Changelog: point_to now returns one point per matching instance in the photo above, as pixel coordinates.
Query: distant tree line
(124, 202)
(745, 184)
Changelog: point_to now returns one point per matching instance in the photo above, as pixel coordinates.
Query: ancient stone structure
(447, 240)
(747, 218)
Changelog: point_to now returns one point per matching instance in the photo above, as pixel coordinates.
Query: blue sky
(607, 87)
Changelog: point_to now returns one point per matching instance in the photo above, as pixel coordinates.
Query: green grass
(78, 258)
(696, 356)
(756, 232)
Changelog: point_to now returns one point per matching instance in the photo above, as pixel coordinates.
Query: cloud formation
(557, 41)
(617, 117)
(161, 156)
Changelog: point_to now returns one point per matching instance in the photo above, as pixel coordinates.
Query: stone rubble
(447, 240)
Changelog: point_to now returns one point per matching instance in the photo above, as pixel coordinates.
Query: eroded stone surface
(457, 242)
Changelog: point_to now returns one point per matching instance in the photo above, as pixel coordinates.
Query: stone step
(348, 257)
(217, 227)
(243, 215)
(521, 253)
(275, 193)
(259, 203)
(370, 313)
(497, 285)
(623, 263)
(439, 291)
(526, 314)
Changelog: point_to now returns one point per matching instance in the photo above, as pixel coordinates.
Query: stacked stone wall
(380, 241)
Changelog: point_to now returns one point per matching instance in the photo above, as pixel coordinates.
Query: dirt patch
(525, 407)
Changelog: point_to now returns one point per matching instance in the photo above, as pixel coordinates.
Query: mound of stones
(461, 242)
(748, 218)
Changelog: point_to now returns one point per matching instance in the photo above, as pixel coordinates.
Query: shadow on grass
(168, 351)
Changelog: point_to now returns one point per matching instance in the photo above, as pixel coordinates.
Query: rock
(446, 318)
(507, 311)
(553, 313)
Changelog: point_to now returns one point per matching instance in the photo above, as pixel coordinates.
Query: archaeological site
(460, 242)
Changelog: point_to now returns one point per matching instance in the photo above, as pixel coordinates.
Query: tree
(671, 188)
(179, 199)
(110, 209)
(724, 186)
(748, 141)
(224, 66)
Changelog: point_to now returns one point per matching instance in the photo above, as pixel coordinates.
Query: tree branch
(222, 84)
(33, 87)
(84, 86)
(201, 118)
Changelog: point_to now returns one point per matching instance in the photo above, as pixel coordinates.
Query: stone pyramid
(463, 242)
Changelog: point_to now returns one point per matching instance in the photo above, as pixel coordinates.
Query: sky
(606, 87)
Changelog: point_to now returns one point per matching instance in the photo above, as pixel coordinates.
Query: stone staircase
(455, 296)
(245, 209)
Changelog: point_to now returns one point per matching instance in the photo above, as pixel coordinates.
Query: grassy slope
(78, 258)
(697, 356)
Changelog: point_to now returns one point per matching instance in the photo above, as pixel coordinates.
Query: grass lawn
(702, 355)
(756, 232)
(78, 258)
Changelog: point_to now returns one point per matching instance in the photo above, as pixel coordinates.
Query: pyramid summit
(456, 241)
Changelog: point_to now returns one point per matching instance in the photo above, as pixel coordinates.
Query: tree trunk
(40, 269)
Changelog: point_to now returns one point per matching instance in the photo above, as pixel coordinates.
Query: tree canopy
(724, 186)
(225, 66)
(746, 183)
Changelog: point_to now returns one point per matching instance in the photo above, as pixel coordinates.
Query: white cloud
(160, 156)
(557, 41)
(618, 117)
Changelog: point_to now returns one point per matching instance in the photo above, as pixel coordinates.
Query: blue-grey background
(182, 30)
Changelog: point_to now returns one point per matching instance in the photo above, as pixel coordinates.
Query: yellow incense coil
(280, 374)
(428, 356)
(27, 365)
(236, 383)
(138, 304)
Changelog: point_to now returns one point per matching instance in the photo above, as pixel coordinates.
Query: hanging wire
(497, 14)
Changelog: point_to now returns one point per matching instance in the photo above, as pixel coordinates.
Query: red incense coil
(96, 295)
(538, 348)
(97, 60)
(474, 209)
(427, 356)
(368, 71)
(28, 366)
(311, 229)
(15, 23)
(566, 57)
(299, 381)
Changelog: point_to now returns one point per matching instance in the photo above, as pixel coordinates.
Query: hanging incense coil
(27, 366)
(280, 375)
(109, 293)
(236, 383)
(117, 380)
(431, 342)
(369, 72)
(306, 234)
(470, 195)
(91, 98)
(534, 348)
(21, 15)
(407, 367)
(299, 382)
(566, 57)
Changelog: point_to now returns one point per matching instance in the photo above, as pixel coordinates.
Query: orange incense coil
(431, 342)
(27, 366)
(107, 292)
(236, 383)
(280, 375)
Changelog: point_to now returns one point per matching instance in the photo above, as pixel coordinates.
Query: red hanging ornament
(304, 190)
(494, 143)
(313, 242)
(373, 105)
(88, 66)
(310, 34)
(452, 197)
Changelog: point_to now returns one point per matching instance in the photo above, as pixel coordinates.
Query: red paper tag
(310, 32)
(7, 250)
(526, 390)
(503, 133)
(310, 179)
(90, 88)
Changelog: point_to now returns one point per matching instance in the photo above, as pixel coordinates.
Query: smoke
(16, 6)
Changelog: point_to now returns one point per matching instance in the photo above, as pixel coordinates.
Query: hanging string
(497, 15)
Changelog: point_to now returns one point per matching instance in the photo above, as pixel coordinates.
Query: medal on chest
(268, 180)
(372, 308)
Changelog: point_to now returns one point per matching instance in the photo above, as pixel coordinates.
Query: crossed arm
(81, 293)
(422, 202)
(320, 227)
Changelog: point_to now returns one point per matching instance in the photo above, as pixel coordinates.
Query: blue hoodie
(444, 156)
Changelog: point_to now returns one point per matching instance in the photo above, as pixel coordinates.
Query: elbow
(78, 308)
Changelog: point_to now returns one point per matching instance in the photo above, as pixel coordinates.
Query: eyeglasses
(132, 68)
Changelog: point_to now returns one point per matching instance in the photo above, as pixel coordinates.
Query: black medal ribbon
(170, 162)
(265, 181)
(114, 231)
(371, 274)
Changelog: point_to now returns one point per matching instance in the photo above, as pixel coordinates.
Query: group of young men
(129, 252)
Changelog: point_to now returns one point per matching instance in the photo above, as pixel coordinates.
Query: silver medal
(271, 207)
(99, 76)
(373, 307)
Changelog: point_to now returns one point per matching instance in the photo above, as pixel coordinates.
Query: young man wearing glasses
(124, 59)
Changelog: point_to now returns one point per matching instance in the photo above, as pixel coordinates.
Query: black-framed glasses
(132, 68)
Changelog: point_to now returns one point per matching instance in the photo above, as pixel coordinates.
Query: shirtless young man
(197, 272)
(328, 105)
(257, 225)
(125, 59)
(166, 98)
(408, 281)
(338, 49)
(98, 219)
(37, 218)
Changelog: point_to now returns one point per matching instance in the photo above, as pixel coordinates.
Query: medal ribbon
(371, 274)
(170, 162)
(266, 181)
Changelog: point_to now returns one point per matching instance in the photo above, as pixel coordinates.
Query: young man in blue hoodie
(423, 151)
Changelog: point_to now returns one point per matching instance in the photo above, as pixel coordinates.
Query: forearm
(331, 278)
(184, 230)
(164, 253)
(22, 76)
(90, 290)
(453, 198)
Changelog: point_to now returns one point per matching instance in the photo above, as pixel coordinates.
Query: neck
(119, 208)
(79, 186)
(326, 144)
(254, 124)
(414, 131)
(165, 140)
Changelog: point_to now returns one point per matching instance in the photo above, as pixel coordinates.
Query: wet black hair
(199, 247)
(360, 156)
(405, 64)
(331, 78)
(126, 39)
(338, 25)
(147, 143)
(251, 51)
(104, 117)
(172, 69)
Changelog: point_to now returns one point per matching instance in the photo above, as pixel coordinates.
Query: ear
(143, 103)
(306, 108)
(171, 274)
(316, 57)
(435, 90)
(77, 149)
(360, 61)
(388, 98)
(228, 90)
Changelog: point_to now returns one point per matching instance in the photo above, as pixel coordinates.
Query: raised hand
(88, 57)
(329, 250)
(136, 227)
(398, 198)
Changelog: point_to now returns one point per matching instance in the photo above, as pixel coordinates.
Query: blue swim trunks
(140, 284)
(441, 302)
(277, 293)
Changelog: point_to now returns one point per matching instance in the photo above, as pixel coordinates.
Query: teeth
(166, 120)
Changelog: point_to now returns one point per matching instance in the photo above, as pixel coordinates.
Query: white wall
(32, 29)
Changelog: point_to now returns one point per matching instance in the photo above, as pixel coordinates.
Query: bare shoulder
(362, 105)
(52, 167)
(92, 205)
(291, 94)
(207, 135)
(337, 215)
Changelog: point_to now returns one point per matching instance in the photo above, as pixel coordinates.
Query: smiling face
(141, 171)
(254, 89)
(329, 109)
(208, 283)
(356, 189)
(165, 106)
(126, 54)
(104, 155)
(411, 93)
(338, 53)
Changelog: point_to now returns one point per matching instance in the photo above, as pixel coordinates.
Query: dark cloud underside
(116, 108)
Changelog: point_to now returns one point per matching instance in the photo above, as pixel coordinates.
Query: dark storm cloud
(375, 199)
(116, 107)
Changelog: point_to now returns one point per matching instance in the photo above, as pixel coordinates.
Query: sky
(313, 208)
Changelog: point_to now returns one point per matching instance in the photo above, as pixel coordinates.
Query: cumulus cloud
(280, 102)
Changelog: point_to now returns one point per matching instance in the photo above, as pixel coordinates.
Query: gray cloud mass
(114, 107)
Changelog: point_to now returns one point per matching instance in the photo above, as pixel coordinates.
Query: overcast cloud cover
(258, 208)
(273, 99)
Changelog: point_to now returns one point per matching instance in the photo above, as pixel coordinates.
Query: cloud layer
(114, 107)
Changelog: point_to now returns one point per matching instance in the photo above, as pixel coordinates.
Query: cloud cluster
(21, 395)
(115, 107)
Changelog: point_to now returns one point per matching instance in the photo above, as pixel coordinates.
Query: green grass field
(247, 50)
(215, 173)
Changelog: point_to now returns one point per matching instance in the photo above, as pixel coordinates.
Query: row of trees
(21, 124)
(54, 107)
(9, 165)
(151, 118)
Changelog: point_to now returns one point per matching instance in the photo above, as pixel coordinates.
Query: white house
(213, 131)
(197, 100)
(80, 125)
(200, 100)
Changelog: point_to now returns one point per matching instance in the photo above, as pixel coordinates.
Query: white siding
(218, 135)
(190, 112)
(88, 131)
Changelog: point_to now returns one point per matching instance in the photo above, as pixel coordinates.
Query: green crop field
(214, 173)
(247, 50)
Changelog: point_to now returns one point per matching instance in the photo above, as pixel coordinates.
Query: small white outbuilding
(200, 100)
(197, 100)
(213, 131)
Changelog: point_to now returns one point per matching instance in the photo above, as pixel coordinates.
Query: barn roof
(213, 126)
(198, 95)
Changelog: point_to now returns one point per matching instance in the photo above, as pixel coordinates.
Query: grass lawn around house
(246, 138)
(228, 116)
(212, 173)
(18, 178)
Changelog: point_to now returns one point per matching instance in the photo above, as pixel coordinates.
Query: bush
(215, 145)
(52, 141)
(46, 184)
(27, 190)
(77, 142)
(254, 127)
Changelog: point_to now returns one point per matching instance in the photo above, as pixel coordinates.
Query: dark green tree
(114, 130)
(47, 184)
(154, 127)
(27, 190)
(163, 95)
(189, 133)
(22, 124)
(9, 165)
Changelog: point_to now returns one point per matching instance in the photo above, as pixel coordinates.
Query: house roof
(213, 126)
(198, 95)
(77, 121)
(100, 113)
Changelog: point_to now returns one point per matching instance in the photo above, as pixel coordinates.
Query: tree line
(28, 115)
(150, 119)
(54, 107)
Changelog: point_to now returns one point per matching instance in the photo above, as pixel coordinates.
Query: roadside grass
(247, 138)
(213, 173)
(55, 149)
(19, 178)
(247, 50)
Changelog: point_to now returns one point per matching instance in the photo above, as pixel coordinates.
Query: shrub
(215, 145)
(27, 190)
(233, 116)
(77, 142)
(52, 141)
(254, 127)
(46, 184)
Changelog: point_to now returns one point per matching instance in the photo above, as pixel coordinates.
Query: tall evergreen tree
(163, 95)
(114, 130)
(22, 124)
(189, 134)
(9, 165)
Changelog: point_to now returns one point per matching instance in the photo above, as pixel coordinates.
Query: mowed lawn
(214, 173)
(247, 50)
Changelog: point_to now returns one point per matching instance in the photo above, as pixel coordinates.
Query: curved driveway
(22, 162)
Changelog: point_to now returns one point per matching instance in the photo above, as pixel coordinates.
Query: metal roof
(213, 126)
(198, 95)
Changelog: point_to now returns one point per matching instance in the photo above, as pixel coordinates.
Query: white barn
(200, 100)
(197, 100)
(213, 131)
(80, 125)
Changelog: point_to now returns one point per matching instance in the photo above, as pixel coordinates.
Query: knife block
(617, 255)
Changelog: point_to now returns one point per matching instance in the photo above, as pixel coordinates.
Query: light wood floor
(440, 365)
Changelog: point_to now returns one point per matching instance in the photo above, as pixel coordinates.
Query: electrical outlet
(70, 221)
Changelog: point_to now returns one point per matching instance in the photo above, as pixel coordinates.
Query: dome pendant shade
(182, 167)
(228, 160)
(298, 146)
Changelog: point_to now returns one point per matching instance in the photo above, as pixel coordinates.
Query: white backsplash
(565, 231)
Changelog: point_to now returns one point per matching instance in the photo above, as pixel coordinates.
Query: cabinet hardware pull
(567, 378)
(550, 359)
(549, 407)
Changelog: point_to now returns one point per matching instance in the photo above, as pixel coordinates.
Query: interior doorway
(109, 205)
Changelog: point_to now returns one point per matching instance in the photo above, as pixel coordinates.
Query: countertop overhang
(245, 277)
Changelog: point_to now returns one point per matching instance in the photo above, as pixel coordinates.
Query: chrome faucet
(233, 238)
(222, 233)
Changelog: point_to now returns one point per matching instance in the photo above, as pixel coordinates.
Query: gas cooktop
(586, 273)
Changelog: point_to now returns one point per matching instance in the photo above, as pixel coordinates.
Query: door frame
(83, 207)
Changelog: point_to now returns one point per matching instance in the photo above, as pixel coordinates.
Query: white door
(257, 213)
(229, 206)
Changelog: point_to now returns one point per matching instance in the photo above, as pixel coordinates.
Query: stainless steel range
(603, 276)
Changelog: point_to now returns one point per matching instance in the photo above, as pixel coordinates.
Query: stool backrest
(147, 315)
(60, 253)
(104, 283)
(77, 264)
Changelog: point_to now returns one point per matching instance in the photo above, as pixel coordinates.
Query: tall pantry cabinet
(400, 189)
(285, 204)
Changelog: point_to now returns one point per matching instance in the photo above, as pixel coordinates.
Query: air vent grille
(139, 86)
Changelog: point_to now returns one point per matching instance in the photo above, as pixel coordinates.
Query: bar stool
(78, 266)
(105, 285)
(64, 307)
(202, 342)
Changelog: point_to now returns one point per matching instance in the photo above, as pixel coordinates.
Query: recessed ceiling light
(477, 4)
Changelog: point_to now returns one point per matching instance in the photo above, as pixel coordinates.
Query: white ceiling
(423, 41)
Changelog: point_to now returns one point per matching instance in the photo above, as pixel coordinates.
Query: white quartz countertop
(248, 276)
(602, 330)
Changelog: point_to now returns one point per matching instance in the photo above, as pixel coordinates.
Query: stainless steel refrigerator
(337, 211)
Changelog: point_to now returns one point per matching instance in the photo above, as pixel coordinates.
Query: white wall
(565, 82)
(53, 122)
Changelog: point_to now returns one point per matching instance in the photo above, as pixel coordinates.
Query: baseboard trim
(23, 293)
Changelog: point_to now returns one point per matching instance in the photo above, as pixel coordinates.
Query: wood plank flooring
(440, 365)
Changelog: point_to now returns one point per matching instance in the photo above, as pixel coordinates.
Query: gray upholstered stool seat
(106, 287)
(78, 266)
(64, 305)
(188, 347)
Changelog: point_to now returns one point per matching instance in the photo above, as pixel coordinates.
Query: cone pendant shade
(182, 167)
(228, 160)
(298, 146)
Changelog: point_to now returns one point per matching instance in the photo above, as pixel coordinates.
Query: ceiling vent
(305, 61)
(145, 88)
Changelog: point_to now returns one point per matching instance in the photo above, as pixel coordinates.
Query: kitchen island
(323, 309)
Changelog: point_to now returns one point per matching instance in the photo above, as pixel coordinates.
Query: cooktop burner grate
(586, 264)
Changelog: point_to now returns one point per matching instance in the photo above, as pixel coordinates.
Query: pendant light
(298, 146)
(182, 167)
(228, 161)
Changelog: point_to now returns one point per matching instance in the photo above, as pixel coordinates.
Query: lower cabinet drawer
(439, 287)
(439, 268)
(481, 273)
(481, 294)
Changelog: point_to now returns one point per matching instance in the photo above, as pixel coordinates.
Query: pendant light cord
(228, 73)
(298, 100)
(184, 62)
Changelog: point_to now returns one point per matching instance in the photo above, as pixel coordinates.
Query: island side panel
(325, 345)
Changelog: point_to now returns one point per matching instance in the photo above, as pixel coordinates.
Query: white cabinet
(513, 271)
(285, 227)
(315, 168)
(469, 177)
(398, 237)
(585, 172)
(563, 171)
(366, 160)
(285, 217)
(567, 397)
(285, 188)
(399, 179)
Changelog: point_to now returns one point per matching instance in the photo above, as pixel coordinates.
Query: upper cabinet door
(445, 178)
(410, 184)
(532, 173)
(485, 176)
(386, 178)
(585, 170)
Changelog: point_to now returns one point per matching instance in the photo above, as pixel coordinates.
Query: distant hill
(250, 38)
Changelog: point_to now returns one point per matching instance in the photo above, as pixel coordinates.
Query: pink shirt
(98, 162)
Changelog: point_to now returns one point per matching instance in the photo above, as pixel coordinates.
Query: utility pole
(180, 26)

◇ ◇ ◇ ◇ ◇

*YOUR INSTRUCTIONS*. Please report every line of the listing above that contains the word "cloud", copying each such line in full. Count only matches with the same uppercase and lowercase letters.

*RESULT BELOW*.
Query: cloud formation
Query: white cloud
Query: dark cloud underside
Query: dark storm cloud
Query: cumulus cloud
Query: gray cloud mass
Query: overcast cloud cover
Query: cloud layer
Query: cloud cluster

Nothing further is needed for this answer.